### Supplied records

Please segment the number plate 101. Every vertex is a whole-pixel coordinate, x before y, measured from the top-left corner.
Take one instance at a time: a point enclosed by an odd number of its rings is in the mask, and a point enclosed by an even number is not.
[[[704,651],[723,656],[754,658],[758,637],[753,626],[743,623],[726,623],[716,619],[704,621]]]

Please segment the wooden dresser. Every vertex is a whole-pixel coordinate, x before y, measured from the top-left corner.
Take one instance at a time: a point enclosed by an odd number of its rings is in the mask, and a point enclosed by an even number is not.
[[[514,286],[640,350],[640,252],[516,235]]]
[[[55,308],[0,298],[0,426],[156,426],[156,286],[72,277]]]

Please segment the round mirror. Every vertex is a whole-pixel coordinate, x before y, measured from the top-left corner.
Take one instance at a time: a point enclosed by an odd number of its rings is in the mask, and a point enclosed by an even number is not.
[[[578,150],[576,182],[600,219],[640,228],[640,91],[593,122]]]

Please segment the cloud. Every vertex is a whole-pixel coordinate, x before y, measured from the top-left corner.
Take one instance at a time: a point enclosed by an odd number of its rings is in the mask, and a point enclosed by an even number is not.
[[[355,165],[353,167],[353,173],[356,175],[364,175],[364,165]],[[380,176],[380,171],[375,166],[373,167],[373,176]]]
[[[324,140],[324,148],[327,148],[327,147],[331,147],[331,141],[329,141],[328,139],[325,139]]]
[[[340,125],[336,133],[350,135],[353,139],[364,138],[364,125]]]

### Task details
Line by line, copy the data above exactly as it reads.

### Exercise answer
Please segment the number plate 101. Every vertex is a whole-pixel coordinate, x before y, measured from the top-left corner.
Take one instance at a time: a point enclosed by an odd number of its rings is in the mask, and a point enclosed by an even number is not.
[[[704,651],[723,656],[754,658],[758,637],[753,626],[743,623],[726,623],[716,619],[704,621]]]

Please segment the wooden dresser. Every vertex is a whole-pixel coordinate, x before y, measured from the top-left corner.
Take one instance at a time: a point enclosed by an odd number of its rings is in the mask, and a point enclosed by an even number is not.
[[[514,286],[640,350],[640,252],[516,235]]]
[[[55,308],[0,298],[0,426],[156,426],[156,286],[72,277]]]

Please segment the round mirror. Every vertex is a whole-pixel coordinate, x before y, measured from the top-left corner.
Take one instance at a time: a point enclosed by an odd number of its rings is in the mask, and a point enclosed by an even number is not.
[[[578,150],[576,182],[600,219],[640,228],[640,91],[593,122]]]

Please segment the cloud. Every vertex is a whole-pixel coordinate, x before y, measured from the top-left corner.
Take one instance at a time: a point enclosed by an odd number of its rings is in the mask, and a point enclosed by an even number is not.
[[[355,165],[353,167],[353,173],[356,175],[364,175],[364,165]],[[380,176],[380,171],[375,166],[373,167],[373,176]]]
[[[324,140],[324,148],[327,148],[327,147],[331,147],[331,141],[329,141],[328,139],[325,139]]]
[[[340,125],[336,133],[350,135],[353,139],[364,138],[364,125]]]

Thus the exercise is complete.